:: Text section ::

'''

The Park Avenue House is a high rise residential building located at 2305 Park Avenue in the Park Avenue Historic District in Downtown Detroit, Michigan. It was listed on the National Register of Historic Places in 1996. It should not be confused with the nearby Park Avenue Hotel, which was demolished in 2015.

==Significance==
Formerly known as the Royal Palm Hotel, it is one of three hotels located on Park Avenue and designed by Louis Kamper for Lew Tuller; the other two are the Eddystone at 100 Sproat St. and the Park Avenue Hotel at 2643 Park Avenue (demolished in 2015). All three are on the National Register of Historic Places.

The Royal Palm was designed by Louis Kamper and built in 1924 for Lew Tuller. Tuller had erected the Hotel Tuller in 1907, and the success of that enterprise led him to build the three Park Avenue hotels in 1924. When constructed, the Royal Palm contained 180 rooms with baths, a restaurant, and five retail spaces on the first floor. However, Tuller overextended himself financially, and in 1928 lost all three Park Avenue hotels in foreclosure. The Royal Palm and the Eddystone were purchased by David P. Katz. Katz owned the building until 1966, when his business empire collapsed.

The Royal Palm, confusingly, took the name of the Park Avenue Hotel at some point. It is the oldest hotel in the downtown Detroit area, and operated continuously as a hotel until its conversion to a high-rise residential building. In 1967 Wilbur Harrington purchased the hotel from Katz and renamed it Park Avenue House. In 1990 Wilbur transferred ownership to his son, Sean Harrington, who continues to operate it.

'''

:: About this exercise ::
Copy the text about the Park Avenue House in full, word for word. The data after this point is separate material and has no connection to the text about the Park Avenue House.

:: Records shown ::
'''

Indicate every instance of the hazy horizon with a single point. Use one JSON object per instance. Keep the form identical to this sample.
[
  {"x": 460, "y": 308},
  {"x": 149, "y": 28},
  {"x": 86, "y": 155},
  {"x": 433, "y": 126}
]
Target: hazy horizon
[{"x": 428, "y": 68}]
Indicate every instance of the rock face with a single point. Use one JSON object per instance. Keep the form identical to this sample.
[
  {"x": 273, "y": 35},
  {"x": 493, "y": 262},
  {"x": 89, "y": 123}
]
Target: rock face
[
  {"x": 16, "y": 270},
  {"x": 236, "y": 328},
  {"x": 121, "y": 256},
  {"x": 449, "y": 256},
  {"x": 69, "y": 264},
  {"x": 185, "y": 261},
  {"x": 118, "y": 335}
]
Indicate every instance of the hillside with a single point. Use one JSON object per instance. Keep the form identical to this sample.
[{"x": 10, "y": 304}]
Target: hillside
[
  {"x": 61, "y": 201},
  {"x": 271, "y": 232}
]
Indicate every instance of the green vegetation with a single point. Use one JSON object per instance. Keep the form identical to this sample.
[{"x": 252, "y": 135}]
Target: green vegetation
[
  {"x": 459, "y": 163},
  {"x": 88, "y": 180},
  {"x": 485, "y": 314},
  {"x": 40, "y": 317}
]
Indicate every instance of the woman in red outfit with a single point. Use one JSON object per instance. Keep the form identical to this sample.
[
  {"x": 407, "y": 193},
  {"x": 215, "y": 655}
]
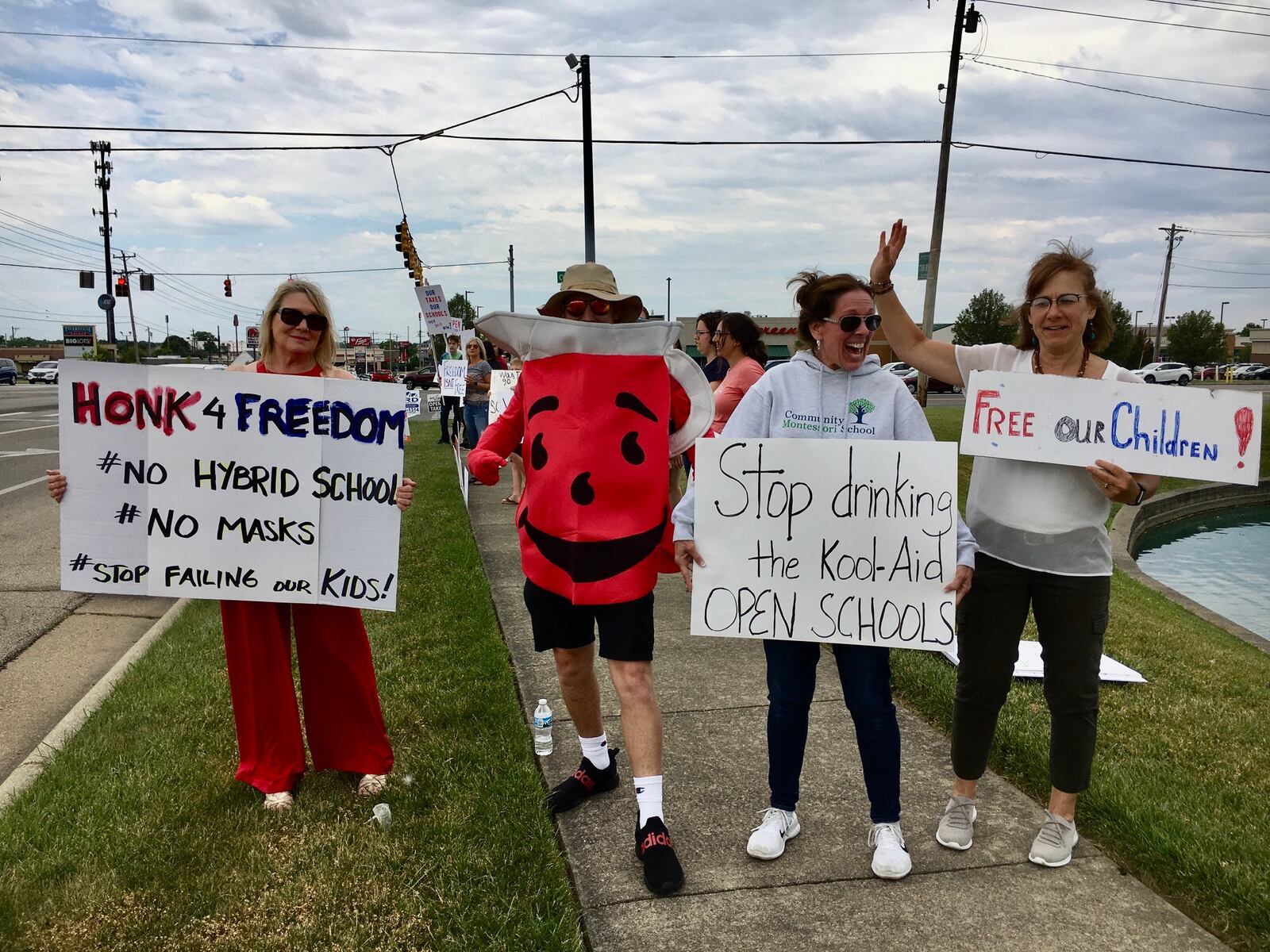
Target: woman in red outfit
[{"x": 343, "y": 721}]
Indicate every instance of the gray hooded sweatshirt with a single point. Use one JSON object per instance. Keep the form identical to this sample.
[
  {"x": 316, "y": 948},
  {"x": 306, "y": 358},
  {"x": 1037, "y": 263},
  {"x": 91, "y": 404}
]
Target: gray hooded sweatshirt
[{"x": 806, "y": 400}]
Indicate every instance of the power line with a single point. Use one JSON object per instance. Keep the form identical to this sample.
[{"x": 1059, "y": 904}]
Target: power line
[
  {"x": 463, "y": 52},
  {"x": 1122, "y": 73},
  {"x": 1126, "y": 92},
  {"x": 1128, "y": 19}
]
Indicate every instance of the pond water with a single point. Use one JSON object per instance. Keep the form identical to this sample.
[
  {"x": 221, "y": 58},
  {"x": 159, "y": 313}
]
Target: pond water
[{"x": 1221, "y": 559}]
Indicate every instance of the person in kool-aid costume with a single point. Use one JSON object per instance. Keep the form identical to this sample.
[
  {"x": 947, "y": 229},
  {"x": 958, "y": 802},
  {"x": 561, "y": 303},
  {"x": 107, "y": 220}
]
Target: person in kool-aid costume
[{"x": 602, "y": 404}]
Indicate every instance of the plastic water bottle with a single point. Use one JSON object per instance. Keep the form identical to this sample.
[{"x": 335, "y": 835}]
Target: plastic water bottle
[{"x": 543, "y": 729}]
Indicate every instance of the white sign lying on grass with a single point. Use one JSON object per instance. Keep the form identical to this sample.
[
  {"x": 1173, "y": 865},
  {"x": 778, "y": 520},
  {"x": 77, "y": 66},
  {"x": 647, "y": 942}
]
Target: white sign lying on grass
[
  {"x": 836, "y": 541},
  {"x": 1029, "y": 666},
  {"x": 1189, "y": 432},
  {"x": 253, "y": 486}
]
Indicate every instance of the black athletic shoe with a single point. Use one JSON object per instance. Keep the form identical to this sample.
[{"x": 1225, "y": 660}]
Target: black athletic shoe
[
  {"x": 584, "y": 782},
  {"x": 662, "y": 871}
]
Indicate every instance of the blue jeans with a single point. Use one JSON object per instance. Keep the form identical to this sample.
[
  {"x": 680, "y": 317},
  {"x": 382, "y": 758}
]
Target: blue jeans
[
  {"x": 865, "y": 676},
  {"x": 475, "y": 420}
]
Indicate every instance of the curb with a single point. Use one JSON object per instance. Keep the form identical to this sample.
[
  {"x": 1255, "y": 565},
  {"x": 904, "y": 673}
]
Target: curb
[
  {"x": 1132, "y": 524},
  {"x": 29, "y": 770}
]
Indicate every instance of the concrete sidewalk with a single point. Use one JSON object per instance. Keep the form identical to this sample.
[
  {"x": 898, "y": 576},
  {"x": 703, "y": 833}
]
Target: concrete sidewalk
[{"x": 821, "y": 894}]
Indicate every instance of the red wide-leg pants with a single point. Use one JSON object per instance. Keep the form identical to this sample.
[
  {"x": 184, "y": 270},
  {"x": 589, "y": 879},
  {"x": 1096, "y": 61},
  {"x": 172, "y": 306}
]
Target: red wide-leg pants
[{"x": 343, "y": 720}]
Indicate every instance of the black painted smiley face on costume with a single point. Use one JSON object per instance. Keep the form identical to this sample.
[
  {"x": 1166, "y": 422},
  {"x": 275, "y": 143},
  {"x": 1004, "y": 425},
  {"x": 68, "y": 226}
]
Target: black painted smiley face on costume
[{"x": 596, "y": 499}]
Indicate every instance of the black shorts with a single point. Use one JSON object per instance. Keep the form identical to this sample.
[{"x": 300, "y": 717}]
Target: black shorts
[{"x": 625, "y": 628}]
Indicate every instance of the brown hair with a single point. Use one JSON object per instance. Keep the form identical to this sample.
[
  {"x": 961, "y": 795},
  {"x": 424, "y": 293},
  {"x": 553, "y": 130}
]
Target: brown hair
[
  {"x": 1066, "y": 258},
  {"x": 742, "y": 329},
  {"x": 817, "y": 296},
  {"x": 325, "y": 351}
]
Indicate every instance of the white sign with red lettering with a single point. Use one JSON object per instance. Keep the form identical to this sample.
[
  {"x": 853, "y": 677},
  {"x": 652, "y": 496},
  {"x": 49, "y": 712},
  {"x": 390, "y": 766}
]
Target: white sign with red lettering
[
  {"x": 436, "y": 311},
  {"x": 1189, "y": 432},
  {"x": 249, "y": 486}
]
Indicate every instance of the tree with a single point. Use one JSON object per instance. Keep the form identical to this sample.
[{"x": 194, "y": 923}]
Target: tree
[
  {"x": 1197, "y": 338},
  {"x": 1124, "y": 348},
  {"x": 461, "y": 308},
  {"x": 860, "y": 408},
  {"x": 986, "y": 321}
]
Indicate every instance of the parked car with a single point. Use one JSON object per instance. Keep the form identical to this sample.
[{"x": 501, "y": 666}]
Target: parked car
[
  {"x": 422, "y": 378},
  {"x": 44, "y": 372},
  {"x": 933, "y": 385},
  {"x": 1165, "y": 372}
]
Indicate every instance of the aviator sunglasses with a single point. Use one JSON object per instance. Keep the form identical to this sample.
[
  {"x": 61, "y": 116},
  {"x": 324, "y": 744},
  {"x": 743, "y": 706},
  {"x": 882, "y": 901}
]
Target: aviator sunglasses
[
  {"x": 578, "y": 306},
  {"x": 851, "y": 321},
  {"x": 292, "y": 317}
]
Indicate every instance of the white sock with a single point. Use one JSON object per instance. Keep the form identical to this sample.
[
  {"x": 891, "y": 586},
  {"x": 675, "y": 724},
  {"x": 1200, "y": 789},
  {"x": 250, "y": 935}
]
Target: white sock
[
  {"x": 596, "y": 749},
  {"x": 648, "y": 795}
]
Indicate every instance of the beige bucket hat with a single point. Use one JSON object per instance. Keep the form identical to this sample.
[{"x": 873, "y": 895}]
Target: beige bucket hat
[{"x": 597, "y": 281}]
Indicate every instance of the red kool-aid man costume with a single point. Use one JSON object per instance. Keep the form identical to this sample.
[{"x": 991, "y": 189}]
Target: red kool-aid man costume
[
  {"x": 343, "y": 721},
  {"x": 601, "y": 409}
]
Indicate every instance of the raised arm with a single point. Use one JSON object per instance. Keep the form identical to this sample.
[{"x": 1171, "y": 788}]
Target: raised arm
[{"x": 931, "y": 357}]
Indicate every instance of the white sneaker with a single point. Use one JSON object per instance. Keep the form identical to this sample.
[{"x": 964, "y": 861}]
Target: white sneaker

'''

:: Exercise solution ::
The Park Avenue House is a high rise residential building located at 2305 Park Avenue in the Park Avenue Historic District in Downtown Detroit, Michigan. It was listed on the National Register of Historic Places in 1996. It should not be confused with the nearby Park Avenue Hotel, which was demolished in 2015.

==Significance==
Formerly known as the Royal Palm Hotel, it is one of three hotels located on Park Avenue and designed by Louis Kamper for Lew Tuller; the other two are the Eddystone at 100 Sproat St. and the Park Avenue Hotel at 2643 Park Avenue (demolished in 2015). All three are on the National Register of Historic Places.

The Royal Palm was designed by Louis Kamper and built in 1924 for Lew Tuller. Tuller had erected the Hotel Tuller in 1907, and the success of that enterprise led him to build the three Park Avenue hotels in 1924. When constructed, the Royal Palm contained 180 rooms with baths, a restaurant, and five retail spaces on the first floor. However, Tuller overextended himself financially, and in 1928 lost all three Park Avenue hotels in foreclosure. The Royal Palm and the Eddystone were purchased by David P. Katz. Katz owned the building until 1966, when his business empire collapsed.

The Royal Palm, confusingly, took the name of the Park Avenue Hotel at some point. It is the oldest hotel in the downtown Detroit area, and operated continuously as a hotel until its conversion to a high-rise residential building. In 1967 Wilbur Harrington purchased the hotel from Katz and renamed it Park Avenue House. In 1990 Wilbur transferred ownership to his son, Sean Harrington, who continues to operate it.